● PROBLEM
Set every entry down again exactly, omitting none.

Records from a dataset:

──────────────────────────────

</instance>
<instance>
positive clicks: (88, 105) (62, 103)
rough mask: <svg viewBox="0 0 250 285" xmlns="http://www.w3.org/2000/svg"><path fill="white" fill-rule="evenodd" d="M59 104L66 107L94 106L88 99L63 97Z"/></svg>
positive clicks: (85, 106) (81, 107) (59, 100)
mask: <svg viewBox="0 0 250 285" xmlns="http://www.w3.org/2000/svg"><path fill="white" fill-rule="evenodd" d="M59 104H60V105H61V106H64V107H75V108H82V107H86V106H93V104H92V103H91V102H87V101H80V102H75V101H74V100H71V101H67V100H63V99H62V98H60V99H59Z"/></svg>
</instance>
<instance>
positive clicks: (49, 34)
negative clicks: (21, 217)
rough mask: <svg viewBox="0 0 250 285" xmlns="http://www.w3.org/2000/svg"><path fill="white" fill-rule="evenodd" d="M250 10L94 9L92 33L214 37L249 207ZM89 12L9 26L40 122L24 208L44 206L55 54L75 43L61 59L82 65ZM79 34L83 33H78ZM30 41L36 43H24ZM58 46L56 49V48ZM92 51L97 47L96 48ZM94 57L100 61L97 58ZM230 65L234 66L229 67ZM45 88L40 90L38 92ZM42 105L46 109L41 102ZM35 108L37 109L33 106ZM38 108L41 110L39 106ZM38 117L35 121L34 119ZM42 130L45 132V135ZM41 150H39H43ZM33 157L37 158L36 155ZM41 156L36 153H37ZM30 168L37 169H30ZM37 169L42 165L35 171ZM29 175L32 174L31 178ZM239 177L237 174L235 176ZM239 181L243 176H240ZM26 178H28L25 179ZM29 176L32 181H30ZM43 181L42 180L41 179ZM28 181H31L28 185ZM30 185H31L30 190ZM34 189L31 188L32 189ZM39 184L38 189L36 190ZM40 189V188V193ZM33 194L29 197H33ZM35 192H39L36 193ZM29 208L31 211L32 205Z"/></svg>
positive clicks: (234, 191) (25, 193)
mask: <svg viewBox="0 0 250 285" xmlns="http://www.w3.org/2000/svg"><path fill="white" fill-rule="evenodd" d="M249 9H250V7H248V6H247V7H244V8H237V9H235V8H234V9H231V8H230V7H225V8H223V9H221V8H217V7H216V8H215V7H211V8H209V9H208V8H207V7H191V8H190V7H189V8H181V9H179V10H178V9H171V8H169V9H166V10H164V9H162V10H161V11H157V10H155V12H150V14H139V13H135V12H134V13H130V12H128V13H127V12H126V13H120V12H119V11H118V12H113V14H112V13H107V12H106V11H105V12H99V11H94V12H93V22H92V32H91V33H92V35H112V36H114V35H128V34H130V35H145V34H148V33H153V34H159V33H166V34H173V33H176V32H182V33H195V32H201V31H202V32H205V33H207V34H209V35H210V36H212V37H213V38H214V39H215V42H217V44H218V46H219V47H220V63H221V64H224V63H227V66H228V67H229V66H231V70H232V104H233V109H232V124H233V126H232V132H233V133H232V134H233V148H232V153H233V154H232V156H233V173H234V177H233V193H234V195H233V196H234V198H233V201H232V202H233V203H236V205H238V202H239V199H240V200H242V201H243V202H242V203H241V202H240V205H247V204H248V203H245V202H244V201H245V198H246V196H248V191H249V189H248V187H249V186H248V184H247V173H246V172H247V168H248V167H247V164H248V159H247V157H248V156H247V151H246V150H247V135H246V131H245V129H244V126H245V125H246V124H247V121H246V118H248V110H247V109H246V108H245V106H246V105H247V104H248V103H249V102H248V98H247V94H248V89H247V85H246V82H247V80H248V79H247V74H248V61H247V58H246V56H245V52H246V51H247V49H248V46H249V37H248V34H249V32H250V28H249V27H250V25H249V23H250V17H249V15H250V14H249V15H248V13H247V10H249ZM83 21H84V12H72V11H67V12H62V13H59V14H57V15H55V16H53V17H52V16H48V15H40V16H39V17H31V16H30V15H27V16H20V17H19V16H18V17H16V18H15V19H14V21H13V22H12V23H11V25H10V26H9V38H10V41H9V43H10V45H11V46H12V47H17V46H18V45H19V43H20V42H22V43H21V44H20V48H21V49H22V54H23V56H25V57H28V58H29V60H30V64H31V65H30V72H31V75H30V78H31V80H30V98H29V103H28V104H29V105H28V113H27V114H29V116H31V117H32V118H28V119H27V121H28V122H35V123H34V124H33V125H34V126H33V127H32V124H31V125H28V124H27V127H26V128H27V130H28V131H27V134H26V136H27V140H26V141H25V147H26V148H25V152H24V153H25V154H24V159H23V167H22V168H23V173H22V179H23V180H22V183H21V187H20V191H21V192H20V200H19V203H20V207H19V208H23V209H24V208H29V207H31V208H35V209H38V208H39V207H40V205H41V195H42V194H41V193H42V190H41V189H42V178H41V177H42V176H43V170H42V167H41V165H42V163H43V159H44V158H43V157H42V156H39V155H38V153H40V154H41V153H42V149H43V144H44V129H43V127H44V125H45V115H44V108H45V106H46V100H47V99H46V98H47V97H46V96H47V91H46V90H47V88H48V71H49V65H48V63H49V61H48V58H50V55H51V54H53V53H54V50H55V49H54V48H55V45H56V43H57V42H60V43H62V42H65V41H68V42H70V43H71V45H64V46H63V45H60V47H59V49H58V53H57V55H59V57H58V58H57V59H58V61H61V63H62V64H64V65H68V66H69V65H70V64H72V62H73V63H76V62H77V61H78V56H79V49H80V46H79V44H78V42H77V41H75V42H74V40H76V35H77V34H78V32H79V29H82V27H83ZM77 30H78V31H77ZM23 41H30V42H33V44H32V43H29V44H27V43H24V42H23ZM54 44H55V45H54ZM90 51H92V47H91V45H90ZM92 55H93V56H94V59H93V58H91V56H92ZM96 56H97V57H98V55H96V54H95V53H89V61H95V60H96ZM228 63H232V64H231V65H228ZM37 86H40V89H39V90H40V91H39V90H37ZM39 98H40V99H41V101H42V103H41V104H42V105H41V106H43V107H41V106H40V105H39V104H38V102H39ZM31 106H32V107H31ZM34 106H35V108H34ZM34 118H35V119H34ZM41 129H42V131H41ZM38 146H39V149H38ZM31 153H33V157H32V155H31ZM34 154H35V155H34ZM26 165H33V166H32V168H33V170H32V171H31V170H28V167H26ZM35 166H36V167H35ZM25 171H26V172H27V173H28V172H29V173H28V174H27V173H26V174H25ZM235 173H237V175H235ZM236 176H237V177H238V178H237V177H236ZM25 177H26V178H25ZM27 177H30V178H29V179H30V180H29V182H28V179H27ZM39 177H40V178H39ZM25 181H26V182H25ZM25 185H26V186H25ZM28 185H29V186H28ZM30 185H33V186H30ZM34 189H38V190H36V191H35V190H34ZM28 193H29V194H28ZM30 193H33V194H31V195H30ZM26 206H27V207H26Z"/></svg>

──────────────────────────────

● THE ANSWER
</instance>
<instance>
positive clicks: (88, 105) (62, 103)
rough mask: <svg viewBox="0 0 250 285" xmlns="http://www.w3.org/2000/svg"><path fill="white" fill-rule="evenodd" d="M59 104L66 107L94 106L88 99L63 97Z"/></svg>
positive clicks: (85, 106) (81, 107) (59, 100)
mask: <svg viewBox="0 0 250 285" xmlns="http://www.w3.org/2000/svg"><path fill="white" fill-rule="evenodd" d="M59 104H60V105H61V106H64V107H75V108H82V107H86V106H93V104H92V103H91V102H87V101H80V102H75V101H74V100H71V101H67V100H63V99H62V98H60V99H59Z"/></svg>
</instance>
<instance>
positive clicks: (49, 34)
negative clicks: (21, 217)
rough mask: <svg viewBox="0 0 250 285" xmlns="http://www.w3.org/2000/svg"><path fill="white" fill-rule="evenodd" d="M250 10L94 9L92 33L214 37L249 207ZM89 12L9 26L40 122L24 208L44 206L55 54L75 43L61 59L82 65ZM79 34L83 33H78ZM30 41L36 43H24ZM58 46L56 49V48ZM92 51L97 47L96 48ZM94 57L100 61L97 58ZM230 65L234 66L229 67ZM45 88L40 90L38 92ZM42 105L46 109L41 102ZM35 108L37 109L33 106ZM38 108L41 110L39 106ZM38 117L35 121L34 119ZM42 130L45 132V135ZM41 150H39H43ZM33 157L37 158L36 155ZM41 156L36 153H37ZM30 168L37 169H30ZM37 169L42 165L35 171ZM29 175L32 174L31 178ZM239 177L237 174L235 176ZM239 181L243 176H240ZM26 178H28L25 179ZM29 176L32 181H30ZM43 181L42 180L41 179ZM28 181H31L28 185ZM30 185H31L30 190ZM34 189L31 188L32 189ZM39 184L38 189L36 190ZM40 189V188V193ZM33 194L29 197H33ZM35 192H39L36 193ZM29 208L31 211L32 205Z"/></svg>
positive clicks: (234, 191) (25, 193)
mask: <svg viewBox="0 0 250 285" xmlns="http://www.w3.org/2000/svg"><path fill="white" fill-rule="evenodd" d="M249 9H250V7H248V6H247V7H244V8H237V9H235V8H234V9H231V8H230V7H225V8H223V9H221V8H217V7H216V8H215V7H211V8H209V9H208V8H207V7H191V8H190V7H189V8H181V9H179V10H178V9H171V8H169V9H166V10H164V9H162V10H161V11H157V10H155V12H150V14H139V13H135V12H134V13H130V12H128V13H127V12H126V13H120V12H119V11H118V12H113V14H112V13H107V12H106V11H105V12H99V11H94V12H93V22H92V32H91V33H92V35H112V36H114V35H128V34H130V35H145V34H148V33H153V34H159V33H166V34H173V33H176V32H182V33H195V32H201V31H202V32H205V33H207V34H209V35H210V36H212V37H213V38H214V39H215V42H217V44H218V46H219V47H220V63H221V64H224V63H227V66H228V67H229V66H231V70H232V104H233V109H232V124H233V126H232V132H233V133H232V134H233V148H232V153H233V154H232V156H233V173H234V177H233V193H234V195H233V196H234V198H233V201H232V202H233V203H236V205H238V202H239V199H240V200H242V201H243V202H242V203H241V202H240V205H247V204H248V203H245V202H244V201H245V198H246V196H248V191H249V189H248V187H249V186H248V184H247V173H246V172H247V168H248V167H247V164H248V159H247V157H248V156H247V151H246V150H247V135H246V131H245V129H244V126H245V125H246V124H247V121H246V118H248V110H247V109H246V108H245V106H246V105H247V104H248V103H249V102H248V98H247V94H248V89H247V85H246V82H247V80H248V79H247V74H248V61H247V58H246V56H245V52H246V51H247V49H248V46H249V37H248V34H249V32H250V28H249V27H250V25H249V23H250V17H249V15H250V14H249V15H248V13H247V10H249ZM83 21H84V12H72V11H67V12H62V13H59V14H57V15H55V16H53V17H52V16H48V15H40V16H39V17H31V16H30V15H27V16H20V17H19V16H18V17H16V18H15V19H14V21H13V22H12V23H11V25H10V26H9V38H10V41H9V43H10V45H11V46H12V47H17V46H18V45H19V43H20V42H22V43H21V44H20V48H21V49H22V54H23V56H25V57H28V58H29V60H30V64H31V65H30V72H31V75H30V78H31V80H30V98H29V103H28V104H29V105H28V113H27V114H29V116H31V117H32V118H28V119H27V121H28V122H35V123H34V124H33V125H34V126H33V127H32V124H31V125H28V124H27V127H26V128H27V130H28V131H27V134H26V136H27V140H26V141H25V147H26V148H25V152H24V153H25V154H24V159H23V167H22V168H23V173H22V179H23V180H22V183H21V187H20V191H21V192H20V200H19V203H20V207H19V208H23V209H24V208H29V207H31V208H35V209H38V208H39V207H40V205H41V195H42V194H41V193H42V190H41V189H42V178H41V177H42V176H43V170H42V167H41V165H42V163H43V159H44V158H43V157H42V156H39V155H38V153H40V154H41V153H42V149H43V144H44V129H43V127H44V125H45V115H44V108H45V106H46V100H47V99H46V98H47V97H46V96H47V91H46V90H47V88H48V71H49V65H48V63H49V61H48V58H50V55H51V54H53V53H54V50H55V49H54V48H55V45H56V43H57V42H60V43H62V42H65V41H68V42H70V43H71V45H64V46H63V45H60V47H59V49H58V53H57V55H59V57H58V58H57V59H58V61H61V63H62V64H64V65H68V66H69V65H70V64H72V62H73V63H76V62H77V61H78V56H79V49H80V46H79V44H78V42H77V41H75V42H74V40H76V35H77V34H78V32H79V29H82V27H83ZM77 30H78V31H77ZM23 41H30V42H33V44H32V43H29V44H27V43H24V42H23ZM54 44H55V45H54ZM90 51H92V47H91V45H90ZM92 55H93V56H94V59H93V58H91V56H92ZM96 56H97V57H98V55H96V54H95V53H89V61H95V60H96ZM228 63H232V64H231V65H228ZM37 86H40V89H39V90H40V91H39V90H37ZM39 98H40V99H41V101H42V103H41V104H42V105H41V106H43V107H41V106H40V105H39V104H38V102H39ZM31 106H32V107H31ZM34 106H35V108H34ZM34 118H35V119H34ZM41 129H42V131H41ZM38 146H39V149H38ZM31 153H33V157H32V155H31ZM34 154H35V155H34ZM26 165H33V166H32V168H33V170H32V171H31V170H28V167H26ZM35 166H36V167H35ZM25 171H26V172H27V173H28V172H29V173H28V174H27V173H26V174H25ZM235 173H237V175H235ZM236 176H237V177H238V178H237V177H236ZM25 177H26V178H25ZM27 177H30V178H29V179H30V180H29V182H28V179H27ZM39 177H40V178H39ZM25 181H26V182H25ZM25 185H26V186H25ZM28 185H29V186H28ZM30 185H33V186H30ZM34 189H38V190H36V191H35V190H34ZM28 193H29V194H28ZM30 193H33V194H31V195H30ZM26 206H27V207H26Z"/></svg>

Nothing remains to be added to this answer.